• [Task brief]: Pull out every line below that contains the word "green" and list them in their original order.

• [Provided records]:

--------

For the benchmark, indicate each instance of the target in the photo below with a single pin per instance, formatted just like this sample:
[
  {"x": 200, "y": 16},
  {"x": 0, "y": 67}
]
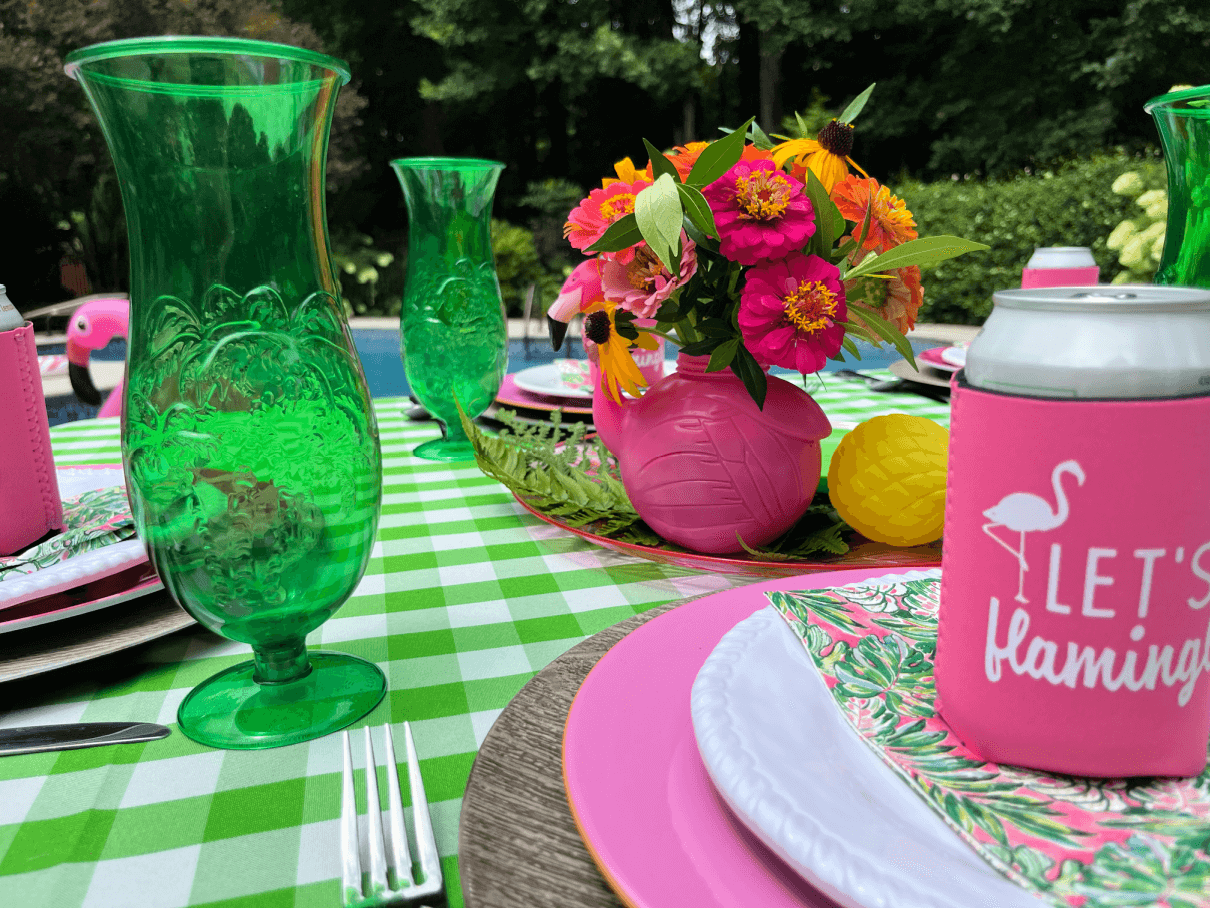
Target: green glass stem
[
  {"x": 1183, "y": 122},
  {"x": 281, "y": 664},
  {"x": 251, "y": 449},
  {"x": 454, "y": 335}
]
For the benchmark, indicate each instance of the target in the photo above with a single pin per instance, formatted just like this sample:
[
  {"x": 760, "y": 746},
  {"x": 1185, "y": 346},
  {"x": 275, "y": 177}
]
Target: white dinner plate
[
  {"x": 548, "y": 380},
  {"x": 784, "y": 759},
  {"x": 955, "y": 356}
]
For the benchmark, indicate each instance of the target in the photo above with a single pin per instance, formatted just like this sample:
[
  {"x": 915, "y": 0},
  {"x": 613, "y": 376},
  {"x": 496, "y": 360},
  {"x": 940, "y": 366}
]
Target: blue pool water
[{"x": 379, "y": 351}]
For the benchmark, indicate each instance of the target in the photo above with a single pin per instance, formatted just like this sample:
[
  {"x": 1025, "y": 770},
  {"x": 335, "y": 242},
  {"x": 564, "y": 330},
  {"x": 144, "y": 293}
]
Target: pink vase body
[{"x": 704, "y": 466}]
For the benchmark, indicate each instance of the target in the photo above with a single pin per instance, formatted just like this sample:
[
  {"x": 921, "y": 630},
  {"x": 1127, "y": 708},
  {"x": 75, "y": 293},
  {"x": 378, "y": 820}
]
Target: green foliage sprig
[{"x": 555, "y": 470}]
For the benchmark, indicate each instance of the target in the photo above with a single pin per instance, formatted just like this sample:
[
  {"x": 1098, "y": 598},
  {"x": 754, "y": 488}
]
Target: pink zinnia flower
[
  {"x": 791, "y": 312},
  {"x": 589, "y": 220},
  {"x": 643, "y": 283},
  {"x": 761, "y": 213}
]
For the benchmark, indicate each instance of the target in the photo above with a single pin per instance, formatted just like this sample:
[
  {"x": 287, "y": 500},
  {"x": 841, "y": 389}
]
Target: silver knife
[{"x": 38, "y": 739}]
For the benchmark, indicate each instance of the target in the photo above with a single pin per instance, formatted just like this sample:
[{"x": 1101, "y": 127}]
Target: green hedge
[{"x": 1072, "y": 205}]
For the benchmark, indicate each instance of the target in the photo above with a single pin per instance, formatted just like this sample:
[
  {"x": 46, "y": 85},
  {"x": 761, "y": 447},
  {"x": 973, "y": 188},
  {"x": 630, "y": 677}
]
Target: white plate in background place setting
[
  {"x": 548, "y": 380},
  {"x": 793, "y": 770},
  {"x": 955, "y": 356}
]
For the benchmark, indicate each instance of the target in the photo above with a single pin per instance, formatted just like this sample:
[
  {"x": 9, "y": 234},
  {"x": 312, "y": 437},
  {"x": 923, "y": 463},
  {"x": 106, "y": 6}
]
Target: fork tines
[{"x": 401, "y": 886}]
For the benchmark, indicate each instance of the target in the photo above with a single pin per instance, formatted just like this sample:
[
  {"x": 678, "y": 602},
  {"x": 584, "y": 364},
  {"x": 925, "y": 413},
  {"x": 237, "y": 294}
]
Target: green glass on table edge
[{"x": 453, "y": 331}]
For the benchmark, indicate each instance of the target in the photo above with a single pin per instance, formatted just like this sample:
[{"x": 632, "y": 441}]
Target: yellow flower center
[
  {"x": 762, "y": 195},
  {"x": 617, "y": 207},
  {"x": 811, "y": 306},
  {"x": 644, "y": 269}
]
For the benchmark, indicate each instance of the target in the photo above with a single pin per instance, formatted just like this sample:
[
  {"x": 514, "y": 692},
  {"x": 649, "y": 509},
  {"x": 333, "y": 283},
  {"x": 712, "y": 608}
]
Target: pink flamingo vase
[
  {"x": 93, "y": 325},
  {"x": 1073, "y": 630},
  {"x": 580, "y": 291},
  {"x": 704, "y": 466}
]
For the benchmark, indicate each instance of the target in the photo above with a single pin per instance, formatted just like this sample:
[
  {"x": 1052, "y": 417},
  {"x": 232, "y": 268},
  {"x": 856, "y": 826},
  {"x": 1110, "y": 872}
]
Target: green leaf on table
[
  {"x": 660, "y": 162},
  {"x": 886, "y": 331},
  {"x": 658, "y": 213},
  {"x": 749, "y": 372},
  {"x": 718, "y": 157},
  {"x": 622, "y": 234},
  {"x": 722, "y": 355},
  {"x": 856, "y": 105},
  {"x": 697, "y": 210},
  {"x": 759, "y": 138},
  {"x": 829, "y": 222},
  {"x": 555, "y": 471},
  {"x": 820, "y": 530},
  {"x": 926, "y": 251}
]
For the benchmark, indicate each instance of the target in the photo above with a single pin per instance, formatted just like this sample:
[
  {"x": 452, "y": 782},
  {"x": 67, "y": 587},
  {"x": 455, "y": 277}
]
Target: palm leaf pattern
[
  {"x": 91, "y": 519},
  {"x": 1073, "y": 842}
]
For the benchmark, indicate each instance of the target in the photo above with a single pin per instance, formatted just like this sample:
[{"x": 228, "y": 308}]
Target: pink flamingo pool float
[{"x": 93, "y": 325}]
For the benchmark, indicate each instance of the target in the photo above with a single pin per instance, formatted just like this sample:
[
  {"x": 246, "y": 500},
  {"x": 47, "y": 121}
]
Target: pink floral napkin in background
[{"x": 1073, "y": 842}]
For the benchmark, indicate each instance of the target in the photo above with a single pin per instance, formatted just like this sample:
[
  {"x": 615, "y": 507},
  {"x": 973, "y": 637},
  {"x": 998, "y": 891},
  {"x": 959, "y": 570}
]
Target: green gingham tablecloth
[{"x": 466, "y": 597}]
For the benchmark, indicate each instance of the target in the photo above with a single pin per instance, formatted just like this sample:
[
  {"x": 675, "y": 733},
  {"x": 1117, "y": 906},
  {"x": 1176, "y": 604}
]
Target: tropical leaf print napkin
[
  {"x": 1073, "y": 842},
  {"x": 91, "y": 519}
]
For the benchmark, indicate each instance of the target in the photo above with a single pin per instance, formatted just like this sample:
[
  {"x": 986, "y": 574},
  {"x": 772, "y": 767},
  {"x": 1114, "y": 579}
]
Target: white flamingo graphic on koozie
[{"x": 1024, "y": 512}]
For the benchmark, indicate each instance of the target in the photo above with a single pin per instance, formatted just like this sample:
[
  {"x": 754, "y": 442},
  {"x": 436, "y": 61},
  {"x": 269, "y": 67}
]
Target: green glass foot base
[
  {"x": 445, "y": 449},
  {"x": 231, "y": 711}
]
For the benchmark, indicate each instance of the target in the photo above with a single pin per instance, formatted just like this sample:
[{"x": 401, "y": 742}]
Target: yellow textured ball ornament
[{"x": 887, "y": 480}]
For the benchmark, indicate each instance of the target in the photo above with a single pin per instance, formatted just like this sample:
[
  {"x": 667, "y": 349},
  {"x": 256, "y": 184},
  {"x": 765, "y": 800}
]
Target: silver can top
[
  {"x": 1061, "y": 257},
  {"x": 1134, "y": 299}
]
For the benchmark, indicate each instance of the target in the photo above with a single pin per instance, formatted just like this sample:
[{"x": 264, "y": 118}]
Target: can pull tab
[
  {"x": 10, "y": 317},
  {"x": 1102, "y": 297}
]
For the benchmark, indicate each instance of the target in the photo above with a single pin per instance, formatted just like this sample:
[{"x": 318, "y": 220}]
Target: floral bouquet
[{"x": 749, "y": 252}]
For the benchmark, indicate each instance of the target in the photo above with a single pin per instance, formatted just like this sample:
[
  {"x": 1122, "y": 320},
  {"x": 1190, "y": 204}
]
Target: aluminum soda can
[
  {"x": 1108, "y": 342},
  {"x": 1060, "y": 266}
]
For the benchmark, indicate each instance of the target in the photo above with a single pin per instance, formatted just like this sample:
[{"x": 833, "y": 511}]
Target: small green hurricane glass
[
  {"x": 251, "y": 450},
  {"x": 1182, "y": 119},
  {"x": 453, "y": 332}
]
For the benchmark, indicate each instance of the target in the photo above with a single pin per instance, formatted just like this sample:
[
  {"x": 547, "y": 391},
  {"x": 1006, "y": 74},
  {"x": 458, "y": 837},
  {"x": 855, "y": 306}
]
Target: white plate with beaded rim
[{"x": 806, "y": 785}]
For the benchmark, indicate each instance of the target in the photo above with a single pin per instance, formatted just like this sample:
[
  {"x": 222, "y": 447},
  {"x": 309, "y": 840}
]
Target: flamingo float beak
[
  {"x": 79, "y": 374},
  {"x": 81, "y": 383}
]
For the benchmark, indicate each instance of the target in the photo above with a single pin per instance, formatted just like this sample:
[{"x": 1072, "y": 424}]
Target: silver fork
[{"x": 401, "y": 886}]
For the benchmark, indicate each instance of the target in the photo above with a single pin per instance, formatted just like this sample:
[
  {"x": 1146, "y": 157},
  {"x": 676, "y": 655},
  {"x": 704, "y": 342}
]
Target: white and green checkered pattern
[{"x": 465, "y": 598}]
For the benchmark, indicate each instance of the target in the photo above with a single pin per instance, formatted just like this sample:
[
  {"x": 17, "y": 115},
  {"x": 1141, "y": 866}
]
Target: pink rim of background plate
[
  {"x": 637, "y": 786},
  {"x": 932, "y": 357},
  {"x": 866, "y": 555},
  {"x": 512, "y": 396}
]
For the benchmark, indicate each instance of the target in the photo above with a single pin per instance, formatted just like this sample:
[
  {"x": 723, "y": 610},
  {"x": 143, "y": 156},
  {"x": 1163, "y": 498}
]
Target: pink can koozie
[{"x": 1075, "y": 631}]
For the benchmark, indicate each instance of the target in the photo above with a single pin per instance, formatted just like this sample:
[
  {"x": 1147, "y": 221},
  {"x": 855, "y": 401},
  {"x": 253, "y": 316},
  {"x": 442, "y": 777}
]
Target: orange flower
[
  {"x": 626, "y": 173},
  {"x": 827, "y": 156},
  {"x": 683, "y": 157},
  {"x": 897, "y": 299},
  {"x": 891, "y": 223}
]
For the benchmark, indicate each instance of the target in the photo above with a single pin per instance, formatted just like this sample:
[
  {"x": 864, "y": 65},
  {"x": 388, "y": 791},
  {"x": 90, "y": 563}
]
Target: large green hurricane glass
[
  {"x": 251, "y": 450},
  {"x": 1182, "y": 119},
  {"x": 454, "y": 335}
]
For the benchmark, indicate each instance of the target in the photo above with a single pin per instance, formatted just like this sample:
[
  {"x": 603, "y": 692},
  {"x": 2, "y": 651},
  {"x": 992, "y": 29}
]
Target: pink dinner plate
[
  {"x": 934, "y": 358},
  {"x": 638, "y": 789},
  {"x": 513, "y": 396},
  {"x": 863, "y": 553}
]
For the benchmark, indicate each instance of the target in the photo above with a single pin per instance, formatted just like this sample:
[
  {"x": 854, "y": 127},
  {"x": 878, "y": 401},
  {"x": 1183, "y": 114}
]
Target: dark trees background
[{"x": 560, "y": 88}]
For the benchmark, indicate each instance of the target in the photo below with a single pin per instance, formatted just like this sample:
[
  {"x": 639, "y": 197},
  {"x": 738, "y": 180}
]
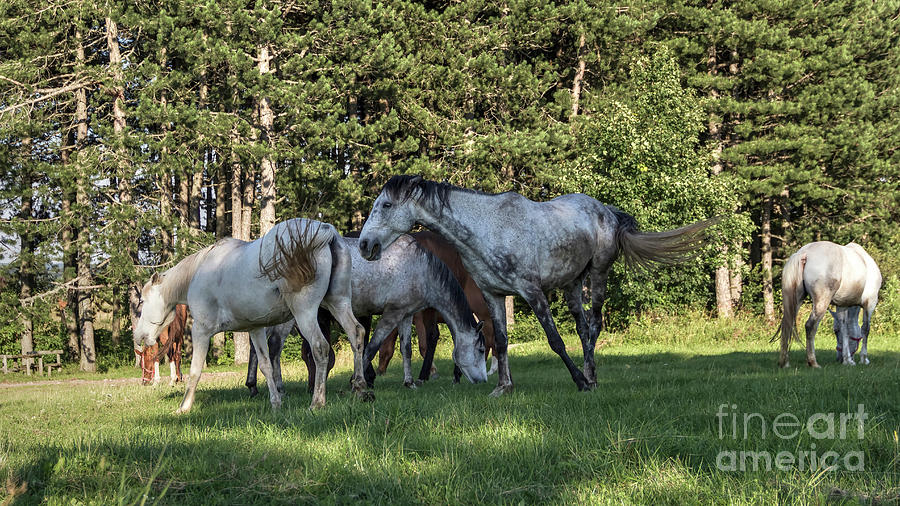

--------

• [Response below]:
Target: green glass stem
Target: green foliage sprig
Target: green hedge
Target: green glass on table edge
Target: green leaf on table
Target: green gingham tablecloth
Target: green glass foot base
Target: small green hurricane glass
Target: white and green checkered pattern
Target: large green hurricane glass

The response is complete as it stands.